DATA TO USE START
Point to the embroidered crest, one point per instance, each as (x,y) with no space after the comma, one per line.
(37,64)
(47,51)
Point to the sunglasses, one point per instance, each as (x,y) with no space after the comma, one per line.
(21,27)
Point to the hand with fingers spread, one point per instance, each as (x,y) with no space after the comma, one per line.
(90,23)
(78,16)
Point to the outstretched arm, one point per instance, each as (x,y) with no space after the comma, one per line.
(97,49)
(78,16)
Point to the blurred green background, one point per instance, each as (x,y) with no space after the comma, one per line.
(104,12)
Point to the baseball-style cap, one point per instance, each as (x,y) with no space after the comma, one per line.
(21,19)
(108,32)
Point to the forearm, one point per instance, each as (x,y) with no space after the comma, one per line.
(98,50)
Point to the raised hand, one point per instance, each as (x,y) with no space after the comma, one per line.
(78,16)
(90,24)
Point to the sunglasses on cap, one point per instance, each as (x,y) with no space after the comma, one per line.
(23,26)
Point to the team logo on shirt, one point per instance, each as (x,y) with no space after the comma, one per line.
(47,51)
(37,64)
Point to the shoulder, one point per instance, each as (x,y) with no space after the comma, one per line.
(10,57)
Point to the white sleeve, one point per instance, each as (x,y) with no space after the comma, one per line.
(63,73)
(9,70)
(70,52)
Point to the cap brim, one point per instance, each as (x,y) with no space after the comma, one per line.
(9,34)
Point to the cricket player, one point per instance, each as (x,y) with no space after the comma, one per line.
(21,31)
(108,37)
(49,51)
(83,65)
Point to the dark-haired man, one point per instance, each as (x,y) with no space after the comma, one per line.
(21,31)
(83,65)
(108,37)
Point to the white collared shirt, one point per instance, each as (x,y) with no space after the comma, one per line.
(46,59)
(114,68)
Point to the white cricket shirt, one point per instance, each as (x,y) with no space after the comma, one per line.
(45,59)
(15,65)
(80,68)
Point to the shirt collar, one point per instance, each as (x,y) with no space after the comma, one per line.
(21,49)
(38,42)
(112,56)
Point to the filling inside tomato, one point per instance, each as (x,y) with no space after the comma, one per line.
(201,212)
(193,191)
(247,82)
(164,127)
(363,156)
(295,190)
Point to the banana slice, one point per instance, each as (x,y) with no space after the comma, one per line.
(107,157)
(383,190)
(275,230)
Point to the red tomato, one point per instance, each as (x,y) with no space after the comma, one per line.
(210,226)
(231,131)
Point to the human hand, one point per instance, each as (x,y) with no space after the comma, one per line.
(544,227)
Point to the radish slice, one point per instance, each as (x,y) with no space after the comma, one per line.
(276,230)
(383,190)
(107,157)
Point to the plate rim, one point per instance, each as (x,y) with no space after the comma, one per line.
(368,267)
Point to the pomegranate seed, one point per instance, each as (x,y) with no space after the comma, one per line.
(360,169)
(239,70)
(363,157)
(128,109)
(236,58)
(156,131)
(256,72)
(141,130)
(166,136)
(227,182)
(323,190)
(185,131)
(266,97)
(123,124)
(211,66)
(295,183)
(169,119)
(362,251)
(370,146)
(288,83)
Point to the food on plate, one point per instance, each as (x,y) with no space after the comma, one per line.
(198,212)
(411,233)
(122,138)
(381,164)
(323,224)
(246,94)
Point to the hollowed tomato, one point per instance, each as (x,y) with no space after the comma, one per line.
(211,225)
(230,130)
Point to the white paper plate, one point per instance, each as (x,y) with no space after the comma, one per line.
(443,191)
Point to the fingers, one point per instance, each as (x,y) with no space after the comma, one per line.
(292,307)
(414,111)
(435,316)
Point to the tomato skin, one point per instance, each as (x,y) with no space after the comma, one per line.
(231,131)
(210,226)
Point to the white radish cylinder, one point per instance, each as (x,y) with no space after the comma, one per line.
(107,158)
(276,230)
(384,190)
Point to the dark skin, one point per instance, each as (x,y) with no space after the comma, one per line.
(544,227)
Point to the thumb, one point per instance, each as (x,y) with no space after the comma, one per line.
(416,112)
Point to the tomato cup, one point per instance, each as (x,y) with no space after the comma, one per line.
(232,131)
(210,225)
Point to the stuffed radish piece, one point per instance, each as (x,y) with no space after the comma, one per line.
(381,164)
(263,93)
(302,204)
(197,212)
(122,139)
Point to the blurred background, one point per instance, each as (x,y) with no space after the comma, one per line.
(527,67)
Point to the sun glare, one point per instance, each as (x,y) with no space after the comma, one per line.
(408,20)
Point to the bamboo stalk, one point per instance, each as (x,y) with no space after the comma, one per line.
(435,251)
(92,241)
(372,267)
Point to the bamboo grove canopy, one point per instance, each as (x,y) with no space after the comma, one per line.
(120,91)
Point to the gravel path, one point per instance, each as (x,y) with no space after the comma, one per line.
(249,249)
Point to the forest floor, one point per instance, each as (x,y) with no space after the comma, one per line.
DATA TO USE END
**TASK ITEM:**
The entries shown above must be restated word for word.

**RESULT:**
Point to the embroidered crest, one point per instance, each as (x,y) with no space after the comma, one per line.
(37,64)
(47,51)
Point to the sunglasses, one point per instance, each as (x,y) with no space after the comma, one per line.
(21,27)
Point to the hand with fingers spread, one point per instance, each as (x,y) with no space after the comma, one per line.
(90,23)
(78,16)
Point to the outstretched arm, one point per instance, each as (x,y) with no space after the comma, one per line.
(97,49)
(78,16)
Point to the blurred green background, one point per instance, each as (x,y) with no space after the comma, one per line.
(104,12)
Point to the baseball-style cap, one point per instance, each as (x,y) with no space after the comma, one per line.
(21,19)
(108,32)
Point to the forearm, one point per instance, each as (x,y) with no space after the comma, one per line.
(98,50)
Point to the raised hand, one point per instance, each as (x,y) with no space after the comma, one per line.
(78,16)
(90,24)
Point to the sunglasses on cap, one point per instance, each as (x,y) with no space after the comma, one per line.
(23,26)
Point to the team logo on shirt, one point per instance, each as (x,y) with no space after the comma, one per line.
(47,51)
(37,64)
Point to the shoulder, one point per instance, each as (x,y) with no space after the comma, one per line.
(10,57)
Point to the white sleeve, one point per instance, each as (x,y) with no space after the comma, one per line.
(63,73)
(9,70)
(70,52)
Point to the cap brim, one point per instance, each as (x,y) with no space after the comma, one per line.
(9,34)
Point to the cricket player, one point per instance, each as (x,y) with no space after the comma, one per line.
(21,31)
(108,37)
(49,51)
(83,65)
Point to the dark-haired man, one point per instance, each as (x,y) with no space after the comma, one per line.
(21,31)
(83,65)
(108,37)
Point to the white collared shirt, one point per instance, each as (x,y) with no space after the comma, one per line.
(46,59)
(114,68)
Point to the white cricket shirt, one point per instance, each as (x,y) with no space after the comma, one per line.
(45,59)
(15,65)
(80,68)
Point to the shirt collar, one point per instance, each as (x,y) with no space after the comma, one per line.
(21,49)
(38,42)
(112,56)
Point to the filling inside tomato, one point per instance, each as (x,y) with no space after the comma, one per line.
(201,212)
(193,191)
(247,82)
(164,127)
(363,156)
(295,190)
Point to the banana slice, one point per instance, each as (x,y) with no space after the comma, one per line.
(107,157)
(383,190)
(275,230)
Point to the red tomato, one point per instance, each as (x,y) with no space after the comma, one per line.
(210,226)
(231,131)
Point to the human hand, one point per instance, each as (x,y) with no space after the comma, one per line.
(544,227)
Point to the radish slice, one point per instance, each as (x,y) with no space after the comma, one per line.
(276,230)
(383,190)
(107,157)
Point to the plate rim, one point per instance, each as (x,y) with no space after the comma, one per line.
(368,267)
Point to the pomegranate seed, one point per instance, each as (x,y) with no space after the comma, one per line.
(360,169)
(239,70)
(363,157)
(128,109)
(236,58)
(156,131)
(256,72)
(141,130)
(166,136)
(227,182)
(323,190)
(185,131)
(266,97)
(123,124)
(211,66)
(295,183)
(169,119)
(362,251)
(370,146)
(288,83)
Point to the food on plate, one point per instance, each as (x,y) with no space after the comma, one per line.
(198,212)
(411,233)
(122,138)
(381,164)
(323,224)
(246,94)
Point to the hollowed tomato, one point per instance, each as (x,y) with no space after the comma, one per line.
(211,225)
(230,130)
Point to the white paper plate, one point per instance, each as (x,y) with no space after the comma, one per line.
(443,191)
Point to the fingers, one point per instance, each as (x,y) with no space after the comma, one per line.
(292,307)
(414,111)
(435,316)
Point to the tomato skin, one point per instance, each as (x,y) with no space after the comma, one per line.
(231,131)
(210,226)
Point to the white radish cylinder, one point per instance, each as (x,y) with no space after the comma, one per line.
(107,158)
(276,230)
(384,190)
Point to the dark skin, one point per instance, each as (x,y) with no space after the comma, one per line.
(544,227)
Point to the thumb, one point per instance, each as (x,y) with no space after the comma, one per line.
(416,112)
Point to the tomato cup, one point per instance, each as (x,y) with no space after the comma, one per line.
(232,131)
(210,225)
Point to the stuffed radish piece, one point per instance, each as (x,y) with no space after the comma, one per line.
(381,164)
(263,93)
(302,204)
(197,212)
(122,139)
Point to the blurred background, one point per instance, each as (x,y) with no space after the comma, one per line.
(527,67)
Point to the sun glare, one point per instance, each as (x,y) with no space after the comma, one per line.
(408,20)
Point to the bamboo stalk, one point per instance, each as (x,y) with no space after the comma, one per line.
(435,251)
(92,241)
(372,267)
Point to the bamboo grove canopy, one point per instance, each as (x,y) with no space after the comma, one per line.
(120,91)
Point to the gravel path, one point per instance, each as (x,y) with no space after the comma, one per line.
(249,249)
Point to the forest floor, one point per instance, each as (x,y) with no space after the comma, one per line.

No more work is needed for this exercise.